(Location identification entries)
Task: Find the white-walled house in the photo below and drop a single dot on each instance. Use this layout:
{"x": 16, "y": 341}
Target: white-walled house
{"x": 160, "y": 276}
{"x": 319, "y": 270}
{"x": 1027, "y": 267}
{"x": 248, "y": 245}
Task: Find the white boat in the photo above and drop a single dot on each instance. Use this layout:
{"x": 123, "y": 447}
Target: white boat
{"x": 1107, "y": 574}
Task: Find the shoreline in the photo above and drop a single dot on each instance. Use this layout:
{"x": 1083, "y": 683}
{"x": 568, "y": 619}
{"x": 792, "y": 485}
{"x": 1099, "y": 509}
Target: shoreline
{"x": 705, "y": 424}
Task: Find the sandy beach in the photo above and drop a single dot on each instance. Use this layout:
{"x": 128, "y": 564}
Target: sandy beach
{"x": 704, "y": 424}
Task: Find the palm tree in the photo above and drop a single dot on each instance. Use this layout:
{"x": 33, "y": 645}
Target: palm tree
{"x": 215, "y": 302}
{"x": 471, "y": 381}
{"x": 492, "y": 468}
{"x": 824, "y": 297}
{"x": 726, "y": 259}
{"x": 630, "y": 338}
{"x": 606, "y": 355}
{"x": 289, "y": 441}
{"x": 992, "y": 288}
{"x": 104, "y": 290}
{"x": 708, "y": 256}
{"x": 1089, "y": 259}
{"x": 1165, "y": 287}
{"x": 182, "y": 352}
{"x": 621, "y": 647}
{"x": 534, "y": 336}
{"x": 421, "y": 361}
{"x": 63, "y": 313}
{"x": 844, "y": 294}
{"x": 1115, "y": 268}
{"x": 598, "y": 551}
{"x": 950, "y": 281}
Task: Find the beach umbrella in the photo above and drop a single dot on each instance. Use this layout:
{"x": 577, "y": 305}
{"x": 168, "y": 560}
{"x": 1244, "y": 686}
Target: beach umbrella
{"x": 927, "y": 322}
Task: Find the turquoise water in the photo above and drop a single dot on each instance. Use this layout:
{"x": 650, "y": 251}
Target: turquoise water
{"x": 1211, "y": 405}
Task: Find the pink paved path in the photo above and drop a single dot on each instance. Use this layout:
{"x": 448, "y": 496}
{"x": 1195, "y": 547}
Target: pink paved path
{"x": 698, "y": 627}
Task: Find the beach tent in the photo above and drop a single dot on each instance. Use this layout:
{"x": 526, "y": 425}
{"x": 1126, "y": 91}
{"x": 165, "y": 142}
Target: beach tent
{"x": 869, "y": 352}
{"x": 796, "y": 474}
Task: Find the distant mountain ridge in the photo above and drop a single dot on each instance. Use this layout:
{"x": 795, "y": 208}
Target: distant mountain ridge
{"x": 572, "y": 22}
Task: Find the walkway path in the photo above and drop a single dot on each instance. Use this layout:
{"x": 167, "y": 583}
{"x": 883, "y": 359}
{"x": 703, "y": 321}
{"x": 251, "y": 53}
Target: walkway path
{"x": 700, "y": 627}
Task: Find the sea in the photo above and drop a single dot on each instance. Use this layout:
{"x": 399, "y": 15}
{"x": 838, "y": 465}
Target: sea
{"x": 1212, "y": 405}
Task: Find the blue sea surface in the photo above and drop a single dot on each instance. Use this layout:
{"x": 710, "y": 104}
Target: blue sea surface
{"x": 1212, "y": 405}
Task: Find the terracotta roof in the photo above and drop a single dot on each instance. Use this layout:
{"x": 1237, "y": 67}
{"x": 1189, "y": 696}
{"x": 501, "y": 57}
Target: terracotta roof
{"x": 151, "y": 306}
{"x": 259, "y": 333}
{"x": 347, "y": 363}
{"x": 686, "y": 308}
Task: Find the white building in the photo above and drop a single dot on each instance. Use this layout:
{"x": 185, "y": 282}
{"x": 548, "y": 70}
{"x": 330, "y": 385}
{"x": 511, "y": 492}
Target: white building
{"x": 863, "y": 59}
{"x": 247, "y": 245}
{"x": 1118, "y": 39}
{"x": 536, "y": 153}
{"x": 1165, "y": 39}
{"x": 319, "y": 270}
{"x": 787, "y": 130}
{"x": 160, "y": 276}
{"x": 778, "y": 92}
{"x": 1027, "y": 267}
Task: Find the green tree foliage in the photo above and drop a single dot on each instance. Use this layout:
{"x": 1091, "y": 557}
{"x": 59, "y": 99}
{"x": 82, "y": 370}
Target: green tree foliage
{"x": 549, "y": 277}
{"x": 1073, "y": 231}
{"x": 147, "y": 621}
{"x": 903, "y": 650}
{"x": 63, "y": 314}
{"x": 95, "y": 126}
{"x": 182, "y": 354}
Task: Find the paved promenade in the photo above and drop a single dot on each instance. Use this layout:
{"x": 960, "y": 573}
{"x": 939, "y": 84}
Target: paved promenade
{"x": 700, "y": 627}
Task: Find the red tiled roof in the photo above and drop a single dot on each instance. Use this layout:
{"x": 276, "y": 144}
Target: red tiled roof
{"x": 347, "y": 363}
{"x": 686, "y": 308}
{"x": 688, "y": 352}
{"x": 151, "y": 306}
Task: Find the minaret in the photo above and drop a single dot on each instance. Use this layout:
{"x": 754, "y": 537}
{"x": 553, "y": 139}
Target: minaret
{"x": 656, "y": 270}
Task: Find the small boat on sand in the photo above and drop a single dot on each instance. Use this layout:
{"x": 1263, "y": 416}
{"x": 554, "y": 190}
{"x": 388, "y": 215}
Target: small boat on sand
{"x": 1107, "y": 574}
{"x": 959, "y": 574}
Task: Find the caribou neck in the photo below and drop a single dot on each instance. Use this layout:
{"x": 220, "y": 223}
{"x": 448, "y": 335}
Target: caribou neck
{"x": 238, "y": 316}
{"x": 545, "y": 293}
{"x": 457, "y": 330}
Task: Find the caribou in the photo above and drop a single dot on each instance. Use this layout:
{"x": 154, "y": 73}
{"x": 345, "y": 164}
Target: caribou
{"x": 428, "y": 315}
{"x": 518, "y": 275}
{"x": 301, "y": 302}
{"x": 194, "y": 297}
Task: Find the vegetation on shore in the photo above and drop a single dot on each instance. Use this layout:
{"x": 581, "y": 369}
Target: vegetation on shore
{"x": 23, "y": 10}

» **Stated exercise**: Write out again, unchanged, every line from the line containing "Task: Find the paved" to the final line of the material above.

» **Answer below**:
Task: Find the paved promenade in the photo above and drop a single dot on each instance. Use this layout:
{"x": 960, "y": 573}
{"x": 939, "y": 84}
Target: paved promenade
{"x": 700, "y": 627}
Task: Find the red tiled roof in the photo above and drop a single dot on each instance. Use this layout:
{"x": 276, "y": 144}
Target: red tiled roof
{"x": 347, "y": 363}
{"x": 686, "y": 308}
{"x": 688, "y": 352}
{"x": 151, "y": 306}
Task: Find the minaret in the photo above and drop a single dot on each instance. Use this layout:
{"x": 754, "y": 537}
{"x": 553, "y": 139}
Target: minaret
{"x": 656, "y": 270}
Task: Find the small boat on sand in the photo above and drop a single dot on each instance. Use this layout:
{"x": 1263, "y": 416}
{"x": 554, "y": 190}
{"x": 388, "y": 215}
Target: small boat on sand
{"x": 1107, "y": 574}
{"x": 959, "y": 574}
Task: Find the caribou neck in the photo below and drop a single dot on each instance. Use this layout:
{"x": 220, "y": 223}
{"x": 448, "y": 335}
Target: caribou neck
{"x": 238, "y": 316}
{"x": 545, "y": 293}
{"x": 457, "y": 330}
Task: Find the caribou in the photo above and drop a single dot on each instance. Use this layout:
{"x": 154, "y": 73}
{"x": 345, "y": 164}
Target: caribou
{"x": 428, "y": 315}
{"x": 518, "y": 275}
{"x": 301, "y": 302}
{"x": 194, "y": 297}
Task: Find the vegetation on shore in the photo above and drop a single dot on each instance. Use this layout:
{"x": 581, "y": 369}
Target: vegetation on shore
{"x": 23, "y": 10}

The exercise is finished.